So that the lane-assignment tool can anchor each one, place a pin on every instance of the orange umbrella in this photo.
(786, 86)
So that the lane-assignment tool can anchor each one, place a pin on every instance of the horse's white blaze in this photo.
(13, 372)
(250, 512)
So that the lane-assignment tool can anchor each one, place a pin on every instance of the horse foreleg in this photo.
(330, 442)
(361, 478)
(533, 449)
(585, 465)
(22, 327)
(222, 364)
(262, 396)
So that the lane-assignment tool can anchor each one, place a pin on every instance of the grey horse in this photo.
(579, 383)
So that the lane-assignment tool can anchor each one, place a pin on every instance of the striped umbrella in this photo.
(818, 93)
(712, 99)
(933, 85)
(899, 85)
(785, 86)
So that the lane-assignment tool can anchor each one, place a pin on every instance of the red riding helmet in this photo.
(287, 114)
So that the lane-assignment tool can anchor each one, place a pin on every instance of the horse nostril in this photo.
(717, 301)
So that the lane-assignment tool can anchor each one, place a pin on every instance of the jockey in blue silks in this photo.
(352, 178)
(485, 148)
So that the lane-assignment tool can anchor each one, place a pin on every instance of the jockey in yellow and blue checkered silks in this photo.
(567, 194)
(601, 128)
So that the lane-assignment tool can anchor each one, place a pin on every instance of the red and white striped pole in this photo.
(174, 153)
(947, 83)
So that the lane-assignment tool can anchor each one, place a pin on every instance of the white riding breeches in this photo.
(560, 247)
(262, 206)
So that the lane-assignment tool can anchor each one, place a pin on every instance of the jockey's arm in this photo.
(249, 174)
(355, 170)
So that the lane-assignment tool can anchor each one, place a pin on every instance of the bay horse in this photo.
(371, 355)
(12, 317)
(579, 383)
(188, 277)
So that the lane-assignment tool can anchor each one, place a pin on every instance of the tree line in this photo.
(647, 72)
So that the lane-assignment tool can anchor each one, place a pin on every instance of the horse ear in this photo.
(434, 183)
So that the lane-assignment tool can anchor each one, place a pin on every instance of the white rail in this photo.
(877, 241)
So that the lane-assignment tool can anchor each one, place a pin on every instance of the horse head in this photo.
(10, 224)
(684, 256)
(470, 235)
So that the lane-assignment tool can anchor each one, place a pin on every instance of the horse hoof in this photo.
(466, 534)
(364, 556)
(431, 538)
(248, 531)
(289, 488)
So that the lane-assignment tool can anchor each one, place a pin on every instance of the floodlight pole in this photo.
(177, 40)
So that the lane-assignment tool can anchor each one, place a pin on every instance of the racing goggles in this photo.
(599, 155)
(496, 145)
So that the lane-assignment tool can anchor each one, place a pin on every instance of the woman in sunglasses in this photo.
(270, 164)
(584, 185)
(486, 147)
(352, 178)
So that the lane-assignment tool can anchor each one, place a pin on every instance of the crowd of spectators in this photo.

------

SET EXERCISE ::
Copy the rows above again, replacing every "lane-assignment tool" with "lane-mapping tool" and leaving everything else unchanged.

THE REPLY ::
So that the lane-mapping tool can anchor each one, place a pin on every instance of the orange umbrella in this photo.
(786, 86)
So that the lane-mapping tool can anchor each one, place a pin on every instance of the horse's white blaze in this photo.
(13, 372)
(250, 512)
So that the lane-mapping tool can anchor each one, place a pin on every instance of the horse foreleg in this photo.
(330, 442)
(361, 478)
(533, 449)
(585, 465)
(22, 327)
(222, 364)
(262, 396)
So that the lane-mapping tool can anchor each one, place a pin on every instance of the grey horse in this photo.
(579, 383)
So that the lane-mapping tool can anchor each one, place a pin on every instance of the striped umbrella in this photo.
(818, 93)
(712, 99)
(933, 85)
(899, 85)
(785, 86)
So that the lane-mapping tool can anchor each one, place a pin on every instance of the red riding helmet in this photo.
(287, 114)
So that the lane-mapping tool can anchor each one, place a pin on every instance of the horse nostril in this photo.
(717, 301)
So that the lane-mapping tool can anchor each one, place a pin on every instance of the jockey in blue silks in this photo.
(352, 178)
(485, 148)
So that the lane-mapping tool can anchor each one, place a pin on every instance of the jockey in yellow and blue checkered silks in this photo.
(567, 194)
(601, 128)
So that the lane-mapping tool can anchor each one, place a pin on every instance of the red and white striped pole in this photo.
(174, 153)
(947, 83)
So that the lane-mapping tool can anchor each one, place a pin on every instance of the white riding breeches in this photo.
(560, 247)
(262, 206)
So that the lane-mapping tool can anchor each one, place a pin on every instance of the jockey's arm in this photo.
(249, 174)
(355, 170)
So that the lane-mapping tool can anchor each one, place a pin on every instance of the bay horse in this photo.
(371, 355)
(12, 317)
(579, 383)
(188, 277)
So that the lane-mapping tool can anchor each one, place a pin on every instance of the tree line in this photo.
(647, 72)
So that the lane-mapping tool can anchor each one, place a pin on every instance of the horse ear in this photo.
(434, 183)
So that the lane-mapping tool can anchor each one, place a pin on every instance of the white rail in this photo.
(877, 241)
So that the lane-mapping tool can anchor each one, place a pin on every instance of the horse head in this photo.
(10, 224)
(684, 256)
(470, 235)
So that the lane-mapping tool can anchor each one, place a pin on every instance of the horse hoof in this photo.
(466, 534)
(364, 556)
(431, 538)
(248, 531)
(289, 488)
So that the lane-mapping tool can anchor each one, place a pin on every instance of the floodlight pole in this photo.
(177, 40)
So that the lane-mapping tool can anchor each one, place a pin on every instance of the racing goggles in this photo.
(599, 155)
(496, 145)
So that the lane-mapping tool can anchor each one, place a pin on every instance of the woman in sunglasses in this photo.
(270, 164)
(584, 185)
(486, 147)
(352, 178)
So that the lane-mapping tool can anchor each one, place a pin on every instance of the crowd of spectators in this photo.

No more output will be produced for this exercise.